• Instructions
• 1. In the article comparing Novavax and BioNTech, how much revenue did Moderna generate last year?
• 2. Pick up the article comparing Novavax and BioNTech where it stops.

• Supplied passage
========================
Despite what many people think, the pandemic isn't officially over yet. And while the world has made tremendous progress, the coronavirus continues to cause problems. COVID-19 cases and hospitalizations have been on the rise in the U.S., which once again highlights the importance of effective vaccines and medicines against the disease.

Among the companies that have developed vaccines for COVID-19 are the two biotechs Novavax (NVAX 3.54%) and BioNTech (BNTX 0.58%). Both have underperformed the broader market over the past year, but both are now surging as the COVID threat shows it's still alive and well.

But should you add shares of Novavax or BioNTech to your portfolio? Let's find out.

1. Novavax

Novavax hasn't been particularly successful in the coronavirus vaccine market as it launched its candidate in the U.S. pretty late. The company was also unable to convince enough mRNA skeptics with its protein-based vaccine. However, Novavax is looking to carve out a solid niche from here on out. The biotech recently announced that its updated vaccine was able to induce neutralizing responses to variants of the coronavirus that are currently spreading in the U.S.

If Novavax can earn approval for this updated version of its COVID vaccine from the U.S. Food and Drug Administration (FDA), could that be the turning point for the company? It seems doubtful.

First, it's difficult to predict how large the COVID-19 vaccine market will be once it fully transitions to the commercial stage. Perhaps the influenza market can provide us with some clues; last year, it was valued at $7.47 billion and, according to some estimates, will rise to $14.35 billion by 2030. Let's assume the commercial COVID market will be worth $20 billion annually starting in 2024. That's consistent with Novavax's predictions that this space will be valued at somewhere north of $15 billion.

Even with this somewhat optimistic assumption, Novavax will have to contend with much larger biotechs that have dominated this space for the past two-and-a-half years. Last year, Moderna alone generated $19.3 billion, and it had no other product on the market. Pfizer recorded sales of $37.8 billion from its vaccine, Comirnaty, developed in collaboration with BioNTech.

Novavax's total revenue in 2022 was just shy of $2 billion, so the biotech grabbed a tiny percentage of this market. In fairness, it's a bit of an apples-to-oranges comparison: Last year, Moderna, Pfizer, and BioNTech made money from their vaccines by selling millions of doses to governments. Now they mostly have to appeal to individual patients, so it's unclear whether Novavax will still lag significantly behind its peers. But there's little reason to believe it could earn even a 10% share of this $20 billion (estimated) market.

Here's where it gets worse for the biotech. None of its other products are close to approval. In the near to medium term, the company will have to rely on its uncertain prospects in the uncertain coronavirus-vaccine market. That's why this biotech stock isn't worth it for long-term investors, at least not until it can make solid pipeline progress elsewhere.
========================
• Recorded data
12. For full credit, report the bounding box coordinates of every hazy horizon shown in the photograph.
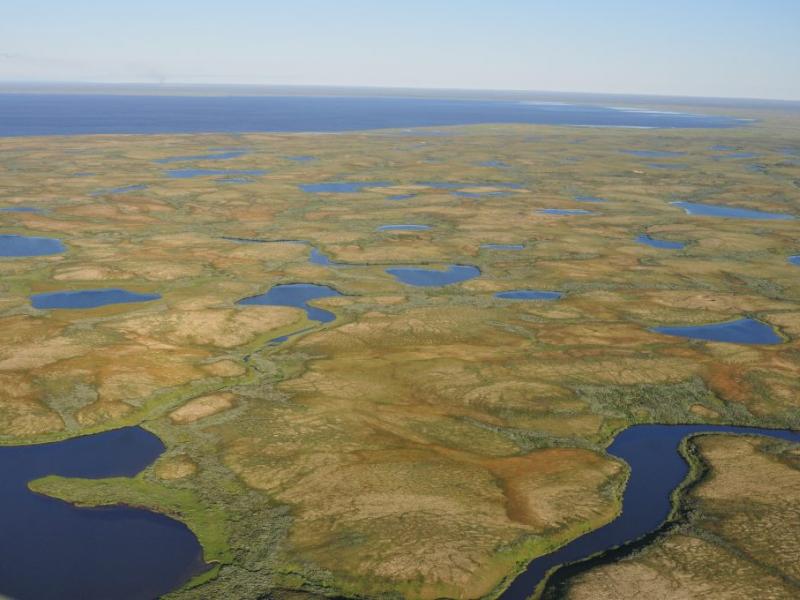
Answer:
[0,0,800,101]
========================
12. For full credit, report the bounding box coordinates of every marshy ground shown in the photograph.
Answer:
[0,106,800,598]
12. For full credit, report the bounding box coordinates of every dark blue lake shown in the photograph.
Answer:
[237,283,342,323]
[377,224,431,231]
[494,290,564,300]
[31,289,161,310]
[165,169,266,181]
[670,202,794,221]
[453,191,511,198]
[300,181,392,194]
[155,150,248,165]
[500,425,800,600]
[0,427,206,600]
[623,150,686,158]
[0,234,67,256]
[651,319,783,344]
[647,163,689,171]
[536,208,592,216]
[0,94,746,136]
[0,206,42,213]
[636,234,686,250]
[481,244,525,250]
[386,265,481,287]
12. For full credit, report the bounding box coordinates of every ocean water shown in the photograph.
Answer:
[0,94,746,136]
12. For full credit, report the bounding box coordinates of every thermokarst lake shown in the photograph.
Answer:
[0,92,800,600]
========================
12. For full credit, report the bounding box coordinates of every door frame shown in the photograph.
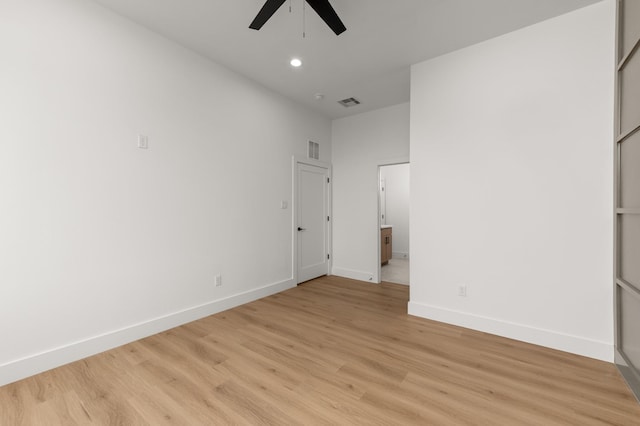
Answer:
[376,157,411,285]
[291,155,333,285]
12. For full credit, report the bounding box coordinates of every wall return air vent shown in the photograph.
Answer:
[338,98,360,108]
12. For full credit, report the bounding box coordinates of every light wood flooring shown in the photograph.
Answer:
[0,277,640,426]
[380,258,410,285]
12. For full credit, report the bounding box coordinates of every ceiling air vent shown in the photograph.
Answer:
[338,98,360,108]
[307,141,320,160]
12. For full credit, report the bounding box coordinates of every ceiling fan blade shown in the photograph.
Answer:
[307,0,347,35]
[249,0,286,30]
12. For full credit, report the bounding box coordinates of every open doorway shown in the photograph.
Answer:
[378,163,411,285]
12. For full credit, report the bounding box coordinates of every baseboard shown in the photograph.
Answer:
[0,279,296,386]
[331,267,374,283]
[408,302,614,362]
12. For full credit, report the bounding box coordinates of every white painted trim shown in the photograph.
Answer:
========================
• Task-by-task answers
• 1. $19.3 billion

• 2.
2. BioNTech

BioNTech has been one of the big winners in the coronavirus market. While its sales are dropping this year, its position in this space, financial situation, and pipeline look solid. BioNTech and Pfizer have already submitted regulatory applications for an updated COVID vaccine in the U.S. and Europe. Whatever the market ends up being worth, it's safe to say BioNTech, along with its partner Pfizer, should remain one of the leaders.

Elsewhere, BioNTech is working on other programs. The company's pipeline has 11 programs in phase 2 studies, and two in phase 3 studies (along with many more in earlier stages of development). One of its candidates undergoing a late-stage trial is called BNT161, a potential mRNA-based vaccine against influenza. BioNTech is developing this product in collaboration with Pfizer.

Current flu vaccines aren't very effective -- typically scoring an efficacy rate between 40% to 60%. One reason behind this relatively low efficacy rate is the way that a flu vaccine is produced. It starts with identifying the strains of influenza virus that are the most likely to be in circulation during an upcoming flu season. This must be done well in advance, so there's enough time to manufacture and launch the doses by the time flu season arrives.

But sometimes, the strains that researchers thought would be the most prevalent end up not being as widespread as initially thought, which makes the vaccines in circulation less effective against them. mRNA vaccines are faster to manufacture, so researchers could wait until flu season is closer to decide which strains to target with their vaccines. That's why BioNTech's influenza candidate could be promising. And if all goes well, it could earn approval within the next three years.

Meanwhile, the company ended the second quarter with 14.2 billion euros ($15.4 billion) in cash and cash equivalents, which gives it plenty of money to fund its pipeline programs even if it's no longer generating revenue from its COVID business.

But does that all make BioNTech's stock a buy? The answer would be a resounding yes if it were reasonably valued -- but the stock looks overpriced, with a market cap of almost $30 billion. If you're focused on the long game you might consider adding a small position in BioNTech, but be advised that the near term is likely to be highly volatile for the stock.